— Begin Provided text —

My Alternative Buys for New Zealand thread did rather well, so, given the recent discussion of Canadian Tornados over at the Tornado Themed Build, I though it might be a good idea to have a place for a wider-based discussion. Please feel free to add your own timelines or alternative suggestions, or expand the discussion to vehicles and ships if you want to.



Here's one timeline I've been thinking about. Yes, I know that Canadian politics was very difficult and complicated in the late '60s/early '70s, but I've just assumed that the political situation was different in whatever way neccessary to enable different decisions to be made:


Canada cancels the CF-105 and buys Voodoos and Starfighters as per real life.

The Starfighter's high accident rate and earlier-than-IRL exposure of Lockheed's 'creative' sales tactics leads to a certain coolness in many quarters, including Canada, towards US products.

Canada joins, and stays in, the MRCA programme. However, because MRCA won't produce anything until the late 1970s at least, Canada has to make some stop-gap buys.

Canada buys the Jaguar to fulfil the NATO Northern Flank commitment in the 1970s, instead of the F-5As they bought/built in real life. The aircraft are built in Canada and Canada also gets a share of production for export sales as well (Netherlands/Belgium maybe?). This generally good experience does much to convince the Canadian authorities regarding non-US multi-national programmes, and thereby plays a significant role in keeking them in MRCA.

Canada also adopts the Jaguar two-seater as an advanced trainer. Unilke France and Britain, who change their orders to mostly single-seat strike versions and launch new subsonic trainer programmes, Canada sticks with the original plan and actually uses the Jaguar in the training role, much like the Japanese with their Mitsubishi T.2.

Canada buys Spey-engined Phantoms for the domestic air defence role, replacing the Voodoos instead of exchanging the first batch for another batch as they did in real life. Officially, the choice of the F-4M is due to the Spey's reduced fuel consumption and therefore increased range/loiter time. Unofficially, it's to reduce the US content. Canadian Phantoms lack any strike capability except the basics, but have NORAD-compatible datalinks, dual (probe and socket) IFR capability for compatibility with USAF tankers, and the option to carry two Genies on the inboard pylons. The Genie capability is retained because, given US experience in Vietnam, the Canadians are dubious of the reliability of Sparrow and Sidewinder and of the latter's ability to take down a big aircraft like a Bear with one hit.

— End Provided text —
— Begin Listing —

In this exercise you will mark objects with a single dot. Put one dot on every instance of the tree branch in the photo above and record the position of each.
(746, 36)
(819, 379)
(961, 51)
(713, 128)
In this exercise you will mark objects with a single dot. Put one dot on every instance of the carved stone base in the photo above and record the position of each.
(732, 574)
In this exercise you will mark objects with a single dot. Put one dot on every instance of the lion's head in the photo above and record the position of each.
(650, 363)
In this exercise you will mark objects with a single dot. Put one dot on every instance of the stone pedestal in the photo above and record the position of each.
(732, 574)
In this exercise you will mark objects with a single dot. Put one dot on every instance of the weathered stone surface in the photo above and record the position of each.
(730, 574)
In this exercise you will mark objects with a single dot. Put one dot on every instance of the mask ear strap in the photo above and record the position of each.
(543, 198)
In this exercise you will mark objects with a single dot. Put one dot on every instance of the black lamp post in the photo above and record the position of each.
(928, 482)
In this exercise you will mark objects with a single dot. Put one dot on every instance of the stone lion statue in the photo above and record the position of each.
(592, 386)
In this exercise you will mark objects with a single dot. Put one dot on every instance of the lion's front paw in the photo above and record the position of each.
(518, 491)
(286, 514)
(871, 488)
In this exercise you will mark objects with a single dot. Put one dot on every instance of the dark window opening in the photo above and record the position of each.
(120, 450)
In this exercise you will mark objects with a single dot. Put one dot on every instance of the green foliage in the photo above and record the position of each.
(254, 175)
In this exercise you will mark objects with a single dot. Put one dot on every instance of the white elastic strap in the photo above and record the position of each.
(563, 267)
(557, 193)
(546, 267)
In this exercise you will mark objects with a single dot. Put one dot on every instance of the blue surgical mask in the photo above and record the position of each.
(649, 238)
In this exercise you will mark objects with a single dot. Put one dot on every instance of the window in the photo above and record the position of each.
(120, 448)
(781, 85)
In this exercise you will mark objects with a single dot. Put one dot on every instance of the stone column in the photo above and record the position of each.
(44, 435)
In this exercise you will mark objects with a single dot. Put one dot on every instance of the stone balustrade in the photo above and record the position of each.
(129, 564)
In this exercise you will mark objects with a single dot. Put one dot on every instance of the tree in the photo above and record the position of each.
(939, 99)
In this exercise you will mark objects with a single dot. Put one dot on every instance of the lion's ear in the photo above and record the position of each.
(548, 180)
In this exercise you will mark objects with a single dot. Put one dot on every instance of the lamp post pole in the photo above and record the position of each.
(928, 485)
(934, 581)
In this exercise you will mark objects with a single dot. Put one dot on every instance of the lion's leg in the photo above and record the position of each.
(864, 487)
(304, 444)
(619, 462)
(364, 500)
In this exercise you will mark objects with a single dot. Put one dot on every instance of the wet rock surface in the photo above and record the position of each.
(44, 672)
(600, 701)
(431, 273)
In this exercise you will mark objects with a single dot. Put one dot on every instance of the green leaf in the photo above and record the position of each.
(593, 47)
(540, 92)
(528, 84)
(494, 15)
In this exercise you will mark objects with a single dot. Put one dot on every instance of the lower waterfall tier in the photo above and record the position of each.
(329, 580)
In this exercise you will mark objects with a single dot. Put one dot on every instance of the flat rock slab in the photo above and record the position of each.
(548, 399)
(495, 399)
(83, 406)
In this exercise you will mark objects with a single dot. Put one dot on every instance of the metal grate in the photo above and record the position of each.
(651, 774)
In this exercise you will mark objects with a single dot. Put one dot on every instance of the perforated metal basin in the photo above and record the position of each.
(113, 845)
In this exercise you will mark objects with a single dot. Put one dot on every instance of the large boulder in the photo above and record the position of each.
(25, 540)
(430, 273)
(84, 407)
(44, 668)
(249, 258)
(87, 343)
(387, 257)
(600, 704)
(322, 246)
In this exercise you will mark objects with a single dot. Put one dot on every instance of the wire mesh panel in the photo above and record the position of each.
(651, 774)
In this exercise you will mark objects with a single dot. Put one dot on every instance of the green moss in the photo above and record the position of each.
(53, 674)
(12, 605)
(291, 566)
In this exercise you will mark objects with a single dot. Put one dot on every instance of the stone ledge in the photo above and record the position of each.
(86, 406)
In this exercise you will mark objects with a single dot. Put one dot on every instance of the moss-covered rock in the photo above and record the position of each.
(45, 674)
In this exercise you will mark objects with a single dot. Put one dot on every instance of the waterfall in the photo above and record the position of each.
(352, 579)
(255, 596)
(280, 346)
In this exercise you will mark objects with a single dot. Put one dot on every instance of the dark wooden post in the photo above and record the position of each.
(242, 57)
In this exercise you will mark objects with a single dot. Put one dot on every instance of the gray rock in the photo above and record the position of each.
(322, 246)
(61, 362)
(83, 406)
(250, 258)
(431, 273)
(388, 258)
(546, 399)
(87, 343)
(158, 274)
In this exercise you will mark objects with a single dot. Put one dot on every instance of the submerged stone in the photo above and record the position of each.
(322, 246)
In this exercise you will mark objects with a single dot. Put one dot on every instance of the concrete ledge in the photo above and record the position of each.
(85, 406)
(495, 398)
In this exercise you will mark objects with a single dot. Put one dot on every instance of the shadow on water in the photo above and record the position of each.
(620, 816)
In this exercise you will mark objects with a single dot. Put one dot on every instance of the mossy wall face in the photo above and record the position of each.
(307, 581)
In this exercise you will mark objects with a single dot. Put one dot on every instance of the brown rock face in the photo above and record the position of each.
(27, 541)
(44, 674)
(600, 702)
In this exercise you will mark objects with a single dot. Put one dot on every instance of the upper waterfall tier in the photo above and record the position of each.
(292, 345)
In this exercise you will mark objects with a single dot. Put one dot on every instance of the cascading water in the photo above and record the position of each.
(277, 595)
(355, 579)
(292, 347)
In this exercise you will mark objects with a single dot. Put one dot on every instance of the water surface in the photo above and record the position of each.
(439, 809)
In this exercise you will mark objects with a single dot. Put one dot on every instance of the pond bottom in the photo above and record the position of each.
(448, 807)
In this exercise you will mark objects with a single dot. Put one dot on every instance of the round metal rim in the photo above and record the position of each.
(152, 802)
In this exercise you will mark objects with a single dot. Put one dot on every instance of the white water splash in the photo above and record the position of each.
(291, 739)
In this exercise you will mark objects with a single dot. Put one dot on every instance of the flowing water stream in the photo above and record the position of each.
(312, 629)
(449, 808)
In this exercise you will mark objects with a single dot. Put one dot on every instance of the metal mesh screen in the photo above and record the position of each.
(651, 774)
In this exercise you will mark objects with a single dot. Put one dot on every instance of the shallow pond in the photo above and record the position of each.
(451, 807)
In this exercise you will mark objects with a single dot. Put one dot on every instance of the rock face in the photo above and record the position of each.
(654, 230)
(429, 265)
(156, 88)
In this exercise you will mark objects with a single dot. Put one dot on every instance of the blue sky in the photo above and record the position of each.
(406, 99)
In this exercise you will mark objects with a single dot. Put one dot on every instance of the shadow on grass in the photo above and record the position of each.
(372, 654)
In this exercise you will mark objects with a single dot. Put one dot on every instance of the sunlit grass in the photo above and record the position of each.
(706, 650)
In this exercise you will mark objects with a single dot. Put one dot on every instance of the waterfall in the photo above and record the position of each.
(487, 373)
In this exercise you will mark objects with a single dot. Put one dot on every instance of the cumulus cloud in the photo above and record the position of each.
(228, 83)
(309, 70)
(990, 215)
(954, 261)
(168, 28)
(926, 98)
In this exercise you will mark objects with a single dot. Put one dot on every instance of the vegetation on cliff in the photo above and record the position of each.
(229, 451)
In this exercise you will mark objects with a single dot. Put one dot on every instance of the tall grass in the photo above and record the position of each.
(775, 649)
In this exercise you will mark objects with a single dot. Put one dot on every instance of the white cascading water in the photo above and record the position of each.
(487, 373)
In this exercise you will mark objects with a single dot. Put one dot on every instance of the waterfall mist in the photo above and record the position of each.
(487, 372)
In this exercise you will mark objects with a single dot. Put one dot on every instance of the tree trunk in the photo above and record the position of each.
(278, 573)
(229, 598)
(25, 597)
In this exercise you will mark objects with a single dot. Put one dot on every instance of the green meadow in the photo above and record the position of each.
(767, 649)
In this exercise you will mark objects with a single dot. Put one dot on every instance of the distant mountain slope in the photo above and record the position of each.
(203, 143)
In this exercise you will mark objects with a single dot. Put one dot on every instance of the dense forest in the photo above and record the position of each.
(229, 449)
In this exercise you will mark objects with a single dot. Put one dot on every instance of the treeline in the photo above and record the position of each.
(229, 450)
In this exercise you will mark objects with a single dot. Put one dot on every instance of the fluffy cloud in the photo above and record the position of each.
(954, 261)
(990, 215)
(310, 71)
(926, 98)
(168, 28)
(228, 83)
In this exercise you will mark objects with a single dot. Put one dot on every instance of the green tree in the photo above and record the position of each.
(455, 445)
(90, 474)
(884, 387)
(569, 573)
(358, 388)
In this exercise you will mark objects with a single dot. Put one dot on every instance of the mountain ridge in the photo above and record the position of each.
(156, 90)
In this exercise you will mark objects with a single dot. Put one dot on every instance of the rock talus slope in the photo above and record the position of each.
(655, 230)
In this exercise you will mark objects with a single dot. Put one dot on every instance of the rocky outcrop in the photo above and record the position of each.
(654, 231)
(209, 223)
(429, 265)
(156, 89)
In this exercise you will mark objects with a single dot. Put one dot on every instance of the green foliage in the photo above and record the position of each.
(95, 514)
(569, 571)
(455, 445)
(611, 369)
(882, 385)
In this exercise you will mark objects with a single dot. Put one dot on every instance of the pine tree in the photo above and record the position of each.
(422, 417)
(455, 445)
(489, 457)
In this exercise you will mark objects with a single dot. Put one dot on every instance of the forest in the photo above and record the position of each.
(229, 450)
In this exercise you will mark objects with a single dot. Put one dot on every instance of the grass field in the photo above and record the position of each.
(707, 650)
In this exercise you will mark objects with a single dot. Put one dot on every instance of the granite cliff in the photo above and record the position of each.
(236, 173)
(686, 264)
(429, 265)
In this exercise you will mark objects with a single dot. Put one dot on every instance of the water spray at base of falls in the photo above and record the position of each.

— End Listing —

■ Requirements:
#1 In the post on alternative Canadian aircraft buys, which aircraft does Canada buy to replace the Voodoos in the domestic air defence role?
#2 Retype the post on alternative Canadian aircraft buys from "The Starfighter's high" up to and including "some stop-gap buys.".
#3 Extend the post on alternative Canadian aircraft buys onward from its final sentence.

■ Written responses:
#1 Spey-engined Phantoms (the F-4M).

#2
The Starfighter's high accident rate and earlier-than-IRL exposure of Lockheed's 'creative' sales tactics leads to a certain coolness in many quarters, including Canada, towards US products.

Canada joins, and stays in, the MRCA programme. However, because MRCA won't produce anything until the late 1970s at least, Canada has to make some stop-gap buys.

#3
The Canadian-produced Tornado IDS starts replacing the Starfighter in the early 1980s. Canadian Tonkas have the RAF-spec fin tank, and adopt the big ADV-style 'Hindenburger' tanks as soon as they're available. Both measures are prompted by the requirement to deploy across the Atlantic.

Canadian Phantoms get updated with Skyflash and AIM-9L Sidewinders in the late 1980s, the improved lethality & reliability of these missiles allowing the Genies to be retired.

Because Canadian Phantoms don't get their fatigue lives chomped into by a period of strike work like the UK ones do, replacing them is not as urgent a priority. Canada therefore waits until UK Tornado ADV production ends in 1993 before buying ADV-specific parts from the UK to mate to standard Tornado parts in it's own factory. Canadian Tornado ADVs then gradually replace the Phantoms during the 1990s.

Following a good performance in the 1991 Gulf War, Canadian Jaguars get a comprehensive upgrade, similar to the RAF ones but with some detail differences. This includes more powerful engines, overwing Sidewinder rails, and smart-weapon capability, one gun being removed to make space for black boxes and the other being replaced by a Mauser Bk.27 for commonality with the Tornado fleet.


Obviously, this is geared toward justifying Canadian F-4M/GR.1/F.3 builds, given recent kit releases and current interests.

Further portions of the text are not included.